• _Directive_: Change every "wood" to "timber" in the lines from the first one up to and including the line with "(1108, 488)", and give those lines again with everything else unchanged.

• _Supplied data_:
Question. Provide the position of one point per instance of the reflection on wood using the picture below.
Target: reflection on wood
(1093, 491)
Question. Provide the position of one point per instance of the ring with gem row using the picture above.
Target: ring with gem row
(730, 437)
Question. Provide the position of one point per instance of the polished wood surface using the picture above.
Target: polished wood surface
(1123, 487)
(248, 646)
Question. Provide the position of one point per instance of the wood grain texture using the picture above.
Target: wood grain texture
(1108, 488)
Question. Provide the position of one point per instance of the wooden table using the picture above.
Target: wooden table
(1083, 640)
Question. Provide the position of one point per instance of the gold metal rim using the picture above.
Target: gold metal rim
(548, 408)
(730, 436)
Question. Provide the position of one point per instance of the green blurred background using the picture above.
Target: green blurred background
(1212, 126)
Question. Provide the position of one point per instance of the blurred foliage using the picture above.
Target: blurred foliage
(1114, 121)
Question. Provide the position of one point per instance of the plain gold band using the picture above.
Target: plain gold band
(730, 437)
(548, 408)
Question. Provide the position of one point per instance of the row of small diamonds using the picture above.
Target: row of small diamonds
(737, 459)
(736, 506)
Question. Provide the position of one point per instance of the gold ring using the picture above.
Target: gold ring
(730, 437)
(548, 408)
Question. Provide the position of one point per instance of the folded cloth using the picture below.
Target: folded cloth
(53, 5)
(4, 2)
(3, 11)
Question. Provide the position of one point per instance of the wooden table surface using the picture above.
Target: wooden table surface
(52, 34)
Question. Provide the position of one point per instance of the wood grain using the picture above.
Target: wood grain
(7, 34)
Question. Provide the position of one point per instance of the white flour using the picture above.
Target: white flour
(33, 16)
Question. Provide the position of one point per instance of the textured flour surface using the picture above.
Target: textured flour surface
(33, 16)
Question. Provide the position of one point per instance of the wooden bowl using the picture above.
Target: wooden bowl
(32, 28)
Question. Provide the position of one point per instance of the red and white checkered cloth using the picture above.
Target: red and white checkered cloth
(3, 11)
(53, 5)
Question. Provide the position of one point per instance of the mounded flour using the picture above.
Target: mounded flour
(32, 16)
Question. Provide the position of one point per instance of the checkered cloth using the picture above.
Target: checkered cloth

• _Exercise output_:
Question. Provide the position of one point per instance of the reflection on timber using the picture below.
Target: reflection on timber
(1093, 491)
Question. Provide the position of one point per instance of the ring with gem row using the picture above.
Target: ring with gem row
(730, 437)
Question. Provide the position of one point per instance of the polished timber surface using the picture above.
Target: polished timber surface
(1123, 487)
(248, 646)
Question. Provide the position of one point per instance of the timber grain texture using the picture above.
Target: timber grain texture
(1108, 488)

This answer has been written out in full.